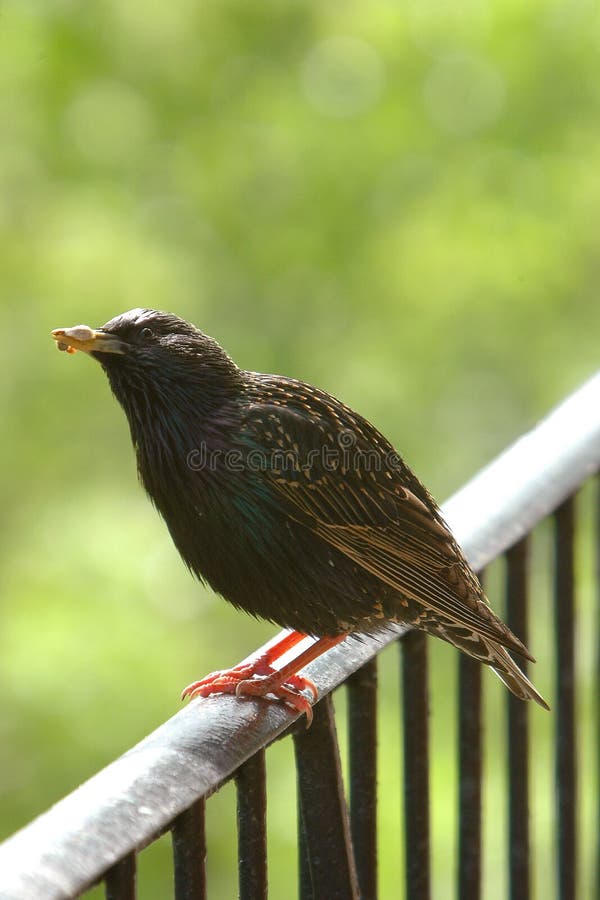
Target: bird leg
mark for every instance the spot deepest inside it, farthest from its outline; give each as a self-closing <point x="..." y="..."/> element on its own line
<point x="258" y="677"/>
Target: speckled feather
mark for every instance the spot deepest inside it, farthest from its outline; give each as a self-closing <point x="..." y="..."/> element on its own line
<point x="284" y="518"/>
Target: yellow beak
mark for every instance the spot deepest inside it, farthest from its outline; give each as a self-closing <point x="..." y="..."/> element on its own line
<point x="82" y="337"/>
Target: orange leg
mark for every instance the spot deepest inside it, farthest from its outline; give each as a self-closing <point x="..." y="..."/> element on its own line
<point x="258" y="677"/>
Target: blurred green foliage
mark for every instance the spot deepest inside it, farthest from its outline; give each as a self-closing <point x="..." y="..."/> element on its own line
<point x="398" y="204"/>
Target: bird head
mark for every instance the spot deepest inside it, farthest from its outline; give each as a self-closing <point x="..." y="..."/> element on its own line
<point x="156" y="359"/>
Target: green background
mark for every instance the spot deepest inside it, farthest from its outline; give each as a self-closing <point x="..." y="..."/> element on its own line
<point x="397" y="204"/>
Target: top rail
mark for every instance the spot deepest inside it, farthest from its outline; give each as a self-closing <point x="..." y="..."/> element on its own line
<point x="125" y="805"/>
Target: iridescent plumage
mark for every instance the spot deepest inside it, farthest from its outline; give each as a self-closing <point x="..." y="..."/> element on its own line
<point x="287" y="502"/>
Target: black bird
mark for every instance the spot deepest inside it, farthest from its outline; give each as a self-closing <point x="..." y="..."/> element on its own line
<point x="289" y="504"/>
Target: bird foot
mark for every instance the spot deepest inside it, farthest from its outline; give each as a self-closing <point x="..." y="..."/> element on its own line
<point x="257" y="679"/>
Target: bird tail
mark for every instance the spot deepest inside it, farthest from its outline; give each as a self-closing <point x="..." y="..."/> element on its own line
<point x="490" y="653"/>
<point x="515" y="680"/>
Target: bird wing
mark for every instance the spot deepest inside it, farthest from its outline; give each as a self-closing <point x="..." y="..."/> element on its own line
<point x="378" y="514"/>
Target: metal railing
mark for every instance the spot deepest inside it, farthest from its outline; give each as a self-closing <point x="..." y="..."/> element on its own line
<point x="162" y="784"/>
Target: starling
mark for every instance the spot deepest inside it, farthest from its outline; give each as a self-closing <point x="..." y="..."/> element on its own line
<point x="289" y="504"/>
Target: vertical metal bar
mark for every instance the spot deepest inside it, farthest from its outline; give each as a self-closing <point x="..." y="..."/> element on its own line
<point x="251" y="783"/>
<point x="362" y="722"/>
<point x="416" y="764"/>
<point x="120" y="880"/>
<point x="470" y="768"/>
<point x="188" y="835"/>
<point x="518" y="730"/>
<point x="323" y="809"/>
<point x="305" y="886"/>
<point x="565" y="699"/>
<point x="597" y="682"/>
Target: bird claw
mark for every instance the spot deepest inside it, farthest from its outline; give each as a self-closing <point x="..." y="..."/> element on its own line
<point x="256" y="679"/>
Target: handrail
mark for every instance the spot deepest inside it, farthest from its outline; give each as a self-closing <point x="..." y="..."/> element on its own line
<point x="124" y="806"/>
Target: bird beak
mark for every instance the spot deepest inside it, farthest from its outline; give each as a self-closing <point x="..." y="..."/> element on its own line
<point x="82" y="337"/>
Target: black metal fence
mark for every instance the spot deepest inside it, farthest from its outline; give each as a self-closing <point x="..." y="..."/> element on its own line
<point x="164" y="783"/>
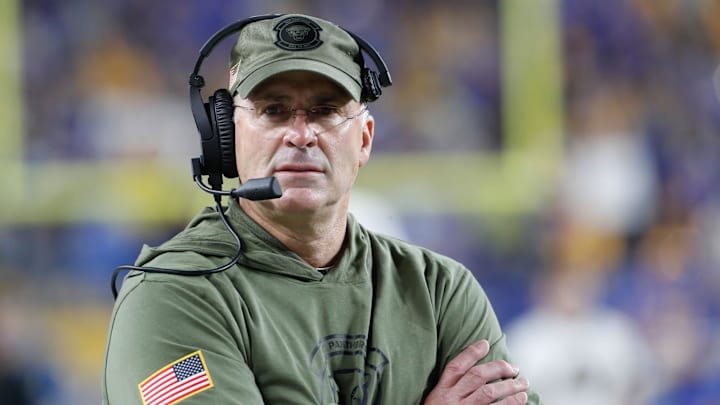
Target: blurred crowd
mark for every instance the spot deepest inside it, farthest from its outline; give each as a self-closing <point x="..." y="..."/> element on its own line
<point x="610" y="292"/>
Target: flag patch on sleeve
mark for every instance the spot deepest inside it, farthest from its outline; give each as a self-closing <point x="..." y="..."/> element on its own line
<point x="178" y="380"/>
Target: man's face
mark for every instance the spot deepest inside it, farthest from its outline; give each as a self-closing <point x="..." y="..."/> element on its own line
<point x="315" y="163"/>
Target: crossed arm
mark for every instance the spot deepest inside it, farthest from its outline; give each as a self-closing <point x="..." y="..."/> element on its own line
<point x="465" y="382"/>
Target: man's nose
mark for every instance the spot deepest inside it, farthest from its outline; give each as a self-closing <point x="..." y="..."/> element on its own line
<point x="300" y="132"/>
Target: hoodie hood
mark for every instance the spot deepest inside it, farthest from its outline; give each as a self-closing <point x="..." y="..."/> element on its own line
<point x="206" y="243"/>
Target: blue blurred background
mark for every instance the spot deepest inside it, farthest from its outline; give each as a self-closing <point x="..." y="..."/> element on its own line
<point x="565" y="150"/>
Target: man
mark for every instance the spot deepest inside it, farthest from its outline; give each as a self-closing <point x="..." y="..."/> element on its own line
<point x="317" y="310"/>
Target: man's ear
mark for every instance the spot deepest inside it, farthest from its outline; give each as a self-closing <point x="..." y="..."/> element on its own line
<point x="367" y="138"/>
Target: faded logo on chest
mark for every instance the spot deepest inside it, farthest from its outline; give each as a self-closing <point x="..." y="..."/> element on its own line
<point x="347" y="371"/>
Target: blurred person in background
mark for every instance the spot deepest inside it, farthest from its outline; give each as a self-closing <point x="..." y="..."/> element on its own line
<point x="317" y="309"/>
<point x="597" y="354"/>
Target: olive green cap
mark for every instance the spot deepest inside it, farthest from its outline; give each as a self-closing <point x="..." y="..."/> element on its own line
<point x="294" y="42"/>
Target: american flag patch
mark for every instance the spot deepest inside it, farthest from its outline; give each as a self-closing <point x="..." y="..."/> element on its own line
<point x="171" y="384"/>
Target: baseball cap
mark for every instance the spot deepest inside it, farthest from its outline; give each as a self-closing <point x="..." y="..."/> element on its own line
<point x="294" y="42"/>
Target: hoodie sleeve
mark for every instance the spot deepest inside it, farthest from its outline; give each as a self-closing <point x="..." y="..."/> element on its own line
<point x="171" y="339"/>
<point x="466" y="316"/>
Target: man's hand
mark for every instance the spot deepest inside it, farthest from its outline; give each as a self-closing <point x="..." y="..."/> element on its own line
<point x="462" y="382"/>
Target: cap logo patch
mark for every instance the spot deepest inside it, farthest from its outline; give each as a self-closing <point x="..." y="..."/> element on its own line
<point x="297" y="34"/>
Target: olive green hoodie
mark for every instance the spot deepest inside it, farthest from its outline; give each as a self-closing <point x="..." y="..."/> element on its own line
<point x="378" y="327"/>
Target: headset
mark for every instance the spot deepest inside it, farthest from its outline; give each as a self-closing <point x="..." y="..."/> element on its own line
<point x="214" y="121"/>
<point x="214" y="118"/>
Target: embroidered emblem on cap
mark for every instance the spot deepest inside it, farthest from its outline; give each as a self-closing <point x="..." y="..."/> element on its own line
<point x="297" y="34"/>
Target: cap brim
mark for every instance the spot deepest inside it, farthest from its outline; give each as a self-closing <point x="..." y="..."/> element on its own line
<point x="286" y="65"/>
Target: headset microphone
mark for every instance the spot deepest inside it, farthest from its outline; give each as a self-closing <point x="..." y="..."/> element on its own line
<point x="265" y="188"/>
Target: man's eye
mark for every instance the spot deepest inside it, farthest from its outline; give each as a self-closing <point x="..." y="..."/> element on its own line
<point x="275" y="110"/>
<point x="323" y="110"/>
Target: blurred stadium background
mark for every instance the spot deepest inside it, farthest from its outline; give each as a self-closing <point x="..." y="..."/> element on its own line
<point x="565" y="150"/>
######
• TASK ITEM: Copy the material above word for word, images excluded.

• ANSWER TO THIS EXERCISE:
Target: bird leg
mark for every instance the spot deepest inside it, farthest from its outline; give each as a self-closing <point x="..." y="..."/> element on its own line
<point x="258" y="677"/>
Target: speckled feather
mark for every instance the spot deepest inside it, farthest from its outline; give each as a self-closing <point x="..." y="..."/> element on its own line
<point x="284" y="518"/>
Target: yellow beak
mark for every instance the spot deepest inside it, farthest from its outline; give each as a self-closing <point x="..." y="..."/> element on its own line
<point x="82" y="337"/>
Target: orange leg
mark for every instance the spot deepest inside it, farthest from its outline; give each as a self-closing <point x="..." y="..."/> element on its own line
<point x="258" y="677"/>
Target: blurred green foliage
mark for every instance the spot deepest inside it, farthest from its outline; give each as a self-closing <point x="..." y="..."/> element on its own line
<point x="398" y="204"/>
Target: bird head
mark for every instance the spot deepest inside it, farthest from its outline; give each as a self-closing <point x="..." y="..."/> element on its own line
<point x="156" y="359"/>
Target: green background
mark for every instance the spot deepest inside it, farthest from its outline; give each as a self-closing <point x="..." y="..."/> element on its own line
<point x="397" y="204"/>
Target: top rail
mark for every instance the spot deepest inside it, farthest from its outline; give each as a self-closing <point x="..." y="..."/> element on its own line
<point x="125" y="805"/>
Target: iridescent plumage
mark for every instance the spot deepest inside it, farthest from its outline; give each as a self-closing <point x="..." y="..."/> element on its own line
<point x="287" y="502"/>
Target: black bird
mark for every instance the spot deepest inside it, farthest from its outline; give each as a self-closing <point x="..." y="..."/> element on its own line
<point x="289" y="504"/>
Target: bird foot
mark for every instance the spot deepest inside it, farthest from its outline; give each as a self-closing <point x="..." y="..."/> element on its own line
<point x="257" y="679"/>
Target: bird tail
mark for every instance the spot deepest inside it, farthest from its outline; give each as a self-closing <point x="..." y="..."/> element on its own line
<point x="490" y="653"/>
<point x="515" y="680"/>
Target: bird wing
mark for every instance the spot deepest inside it, farthest from its outline; give each as a self-closing <point x="..." y="..."/> element on its own line
<point x="378" y="514"/>
Target: metal railing
mark for every instance the spot deepest inside it, farthest from its outline; give each as a self-closing <point x="..." y="..."/> element on its own line
<point x="162" y="784"/>
Target: starling
mark for every instance the spot deepest inside it, farthest from its outline; give each as a self-closing <point x="..." y="..."/> element on its own line
<point x="289" y="504"/>
Target: vertical metal bar
mark for every instance the spot deepest inside it, farthest from its outline; give each as a self-closing <point x="..." y="..."/> element on its own line
<point x="251" y="783"/>
<point x="362" y="722"/>
<point x="416" y="764"/>
<point x="120" y="880"/>
<point x="470" y="768"/>
<point x="188" y="835"/>
<point x="518" y="730"/>
<point x="323" y="809"/>
<point x="305" y="886"/>
<point x="565" y="699"/>
<point x="597" y="682"/>
Target: bird claw
mark for every instance the spot deepest inside it, farthest from its outline; give each as a self-closing <point x="..." y="..."/> element on its own line
<point x="256" y="679"/>
Target: handrail
mark for every instance the spot deepest inside it, farthest from its outline; give each as a self-closing <point x="..." y="..."/> element on its own line
<point x="124" y="806"/>
Target: bird beak
mark for every instance the spot deepest inside it, farthest from its outline; give each as a self-closing <point x="..." y="..."/> element on its own line
<point x="82" y="337"/>
Target: black metal fence
mark for every instance the spot deepest inside it, farthest from its outline; give each as a self-closing <point x="..." y="..."/> element on its own line
<point x="164" y="783"/>
Target: blurred crowd
mark for every instance the spot deepest inside it, farthest from its outline; give each as a self-closing <point x="..." y="..."/> element on its own line
<point x="610" y="292"/>
Target: flag patch on sleeve
mark for every instance the spot deepest inside it, farthest from its outline; give each as a self-closing <point x="..." y="..."/> element on its own line
<point x="178" y="380"/>
Target: man's face
mark for every instance the spot deepest inside it, farthest from its outline; give each as a self-closing <point x="..." y="..."/> element on its own line
<point x="315" y="163"/>
Target: crossed arm
mark for every instance the spot deepest inside it, farthest from its outline; give each as a self-closing <point x="..." y="..."/> element on its own line
<point x="465" y="382"/>
Target: man's nose
mark for every instance the spot deepest inside it, farthest from its outline; give each as a self-closing <point x="..." y="..."/> element on its own line
<point x="300" y="132"/>
Target: hoodie hood
mark for every instance the spot deepest inside it, farthest from its outline; give each as a self-closing <point x="..." y="..."/> element on its own line
<point x="206" y="243"/>
Target: blue blurred background
mark for every instance the spot deepest inside it, farthest from its outline; give each as a self-closing <point x="..." y="..."/> element on its own line
<point x="565" y="150"/>
Target: man
mark for every instance the spot deepest inside it, farthest from its outline; give each as a self-closing <point x="..." y="..."/> element on its own line
<point x="317" y="310"/>
Target: man's ear
mark for every instance the spot deepest inside it, farthest from its outline; give each as a self-closing <point x="..." y="..."/> element on its own line
<point x="367" y="138"/>
Target: faded logo on chest
mark for every instance the spot deepest inside it, farthest from its outline; give each as a self-closing <point x="..." y="..."/> element on its own line
<point x="347" y="371"/>
Target: blurred person in background
mark for every instance the spot deepest inside it, farthest from its outline; give each as a self-closing <point x="..." y="..."/> element on its own line
<point x="317" y="309"/>
<point x="597" y="354"/>
Target: olive green cap
mark for every instance the spot deepest inside it, farthest from its outline; give each as a self-closing <point x="..." y="..."/> element on its own line
<point x="294" y="42"/>
Target: american flag patch
mark for every instance the spot deepest inside it, farthest from its outline; give each as a self-closing <point x="..." y="..."/> element on its own line
<point x="171" y="384"/>
Target: baseball cap
mark for every instance the spot deepest inside it, farthest from its outline; give each as a self-closing <point x="..." y="..."/> element on its own line
<point x="294" y="42"/>
Target: hoodie sleeve
mark for every instance the spot deepest inside it, farthest from its outline; give each as a self-closing <point x="..." y="..."/> element on its own line
<point x="171" y="339"/>
<point x="466" y="316"/>
Target: man's hand
mark for every instance the spot deepest inside it, farthest from its outline; give each as a self-closing <point x="..." y="..."/> element on its own line
<point x="462" y="382"/>
Target: cap logo patch
mark for every instance the spot deepest inside it, farthest from its outline; give each as a self-closing <point x="..." y="..."/> element on its own line
<point x="297" y="34"/>
Target: olive green hoodie
mark for every instance the spot deepest inside it, farthest from its outline; give each as a self-closing <point x="..." y="..."/> element on its own line
<point x="378" y="327"/>
Target: headset
mark for every instance the spot deepest inside it, farthest from its outline; give each as a self-closing <point x="..." y="..."/> element on its own line
<point x="214" y="121"/>
<point x="214" y="118"/>
Target: embroidered emblem on cap
mark for every instance the spot deepest inside it, farthest from its outline; give each as a self-closing <point x="..." y="..."/> element on its own line
<point x="297" y="34"/>
Target: cap brim
mark for every instance the spot deepest inside it, farthest from its outline; give each as a self-closing <point x="..." y="..."/> element on its own line
<point x="286" y="65"/>
Target: headset microphone
mark for every instance the spot deepest inside it, farthest from its outline; give each as a self-closing <point x="..." y="..."/> element on its own line
<point x="265" y="188"/>
Target: man's eye
mark for every instance the spot deepest inside it, farthest from its outline; give each as a self-closing <point x="..." y="..."/> element on its own line
<point x="275" y="110"/>
<point x="323" y="110"/>
Target: blurred stadium background
mark for every instance the spot deepest inside it, farthest from its outline; give each as a self-closing <point x="..." y="..."/> element on its own line
<point x="565" y="150"/>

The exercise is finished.